### What the task requires
Swap "one per instance" for "one for each instance" throughout the items below, then write them all out again with nothing else changed.

******

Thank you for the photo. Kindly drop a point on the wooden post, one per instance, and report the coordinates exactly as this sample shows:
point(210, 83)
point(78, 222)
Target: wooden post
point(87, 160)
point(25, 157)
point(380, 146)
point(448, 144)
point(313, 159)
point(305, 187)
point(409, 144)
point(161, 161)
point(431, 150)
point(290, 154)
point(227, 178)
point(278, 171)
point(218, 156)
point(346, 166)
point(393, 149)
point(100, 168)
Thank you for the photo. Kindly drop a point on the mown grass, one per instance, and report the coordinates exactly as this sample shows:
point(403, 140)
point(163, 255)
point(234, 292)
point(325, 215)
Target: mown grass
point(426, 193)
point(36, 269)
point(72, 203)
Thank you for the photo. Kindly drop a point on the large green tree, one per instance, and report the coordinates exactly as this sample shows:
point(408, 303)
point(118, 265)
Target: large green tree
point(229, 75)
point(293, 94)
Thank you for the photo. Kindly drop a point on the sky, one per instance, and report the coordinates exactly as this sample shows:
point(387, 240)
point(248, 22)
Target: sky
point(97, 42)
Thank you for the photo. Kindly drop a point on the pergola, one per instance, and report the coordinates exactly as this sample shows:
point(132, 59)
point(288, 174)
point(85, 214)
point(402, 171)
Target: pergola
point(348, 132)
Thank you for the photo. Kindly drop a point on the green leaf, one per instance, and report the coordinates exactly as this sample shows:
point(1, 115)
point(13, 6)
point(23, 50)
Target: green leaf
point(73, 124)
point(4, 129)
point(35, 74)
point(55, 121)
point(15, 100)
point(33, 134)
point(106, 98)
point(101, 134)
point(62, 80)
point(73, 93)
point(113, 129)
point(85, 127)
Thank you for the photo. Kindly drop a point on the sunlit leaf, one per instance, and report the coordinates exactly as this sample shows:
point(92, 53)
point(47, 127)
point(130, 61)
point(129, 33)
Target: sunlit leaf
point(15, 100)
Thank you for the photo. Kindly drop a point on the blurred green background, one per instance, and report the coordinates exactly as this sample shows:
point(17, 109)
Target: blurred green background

******

### Response for this exercise
Thank you for the photo. Kindly drop a point on the wooden post, one for each instance, and report the coordinates exactly as this sample shows:
point(210, 83)
point(78, 222)
Target: wooden post
point(87, 160)
point(25, 157)
point(380, 146)
point(448, 144)
point(313, 159)
point(305, 187)
point(409, 144)
point(161, 161)
point(431, 150)
point(290, 154)
point(227, 178)
point(278, 171)
point(218, 156)
point(346, 166)
point(393, 149)
point(100, 168)
Thank you for the photo. Kindly drop a point on the mown grass, one for each instance, and report the coordinates exactly as this sample shows:
point(403, 140)
point(163, 255)
point(234, 292)
point(325, 215)
Target: mown grass
point(426, 193)
point(36, 269)
point(72, 203)
Thank you for the photo. Kindly drop a point on the large green tree, one for each instance, and report the coordinates exactly as this sample shows:
point(408, 303)
point(118, 265)
Target: large green tree
point(229, 75)
point(293, 94)
Thank you for the photo. Kindly drop a point on the sky, one for each instance, and report the coordinates exactly as this sample shows:
point(387, 240)
point(248, 22)
Target: sky
point(97, 42)
Thank you for the photo. Kindly drop a point on the pergola, one for each instance, and report the coordinates exactly as this sample shows:
point(132, 59)
point(288, 174)
point(85, 214)
point(402, 171)
Target: pergola
point(348, 132)
Thank you for the photo. Kindly drop a point on the green leaf, one for each instance, and report the coordinates exactly as this sample shows:
point(1, 115)
point(13, 6)
point(23, 50)
Target: green leaf
point(73, 124)
point(4, 129)
point(35, 74)
point(55, 121)
point(15, 100)
point(33, 134)
point(106, 98)
point(101, 134)
point(62, 80)
point(73, 93)
point(113, 129)
point(85, 127)
Thank you for the photo. Kindly drop a point on the sunlit leaf, one for each instance, and report the coordinates exactly as this sample shows:
point(92, 53)
point(47, 127)
point(130, 61)
point(129, 33)
Target: sunlit leaf
point(15, 100)
Thank you for the photo. Kindly drop a point on the blurred green background, one for each instance, and report the coordinates exactly as this sample shows:
point(17, 109)
Target: blurred green background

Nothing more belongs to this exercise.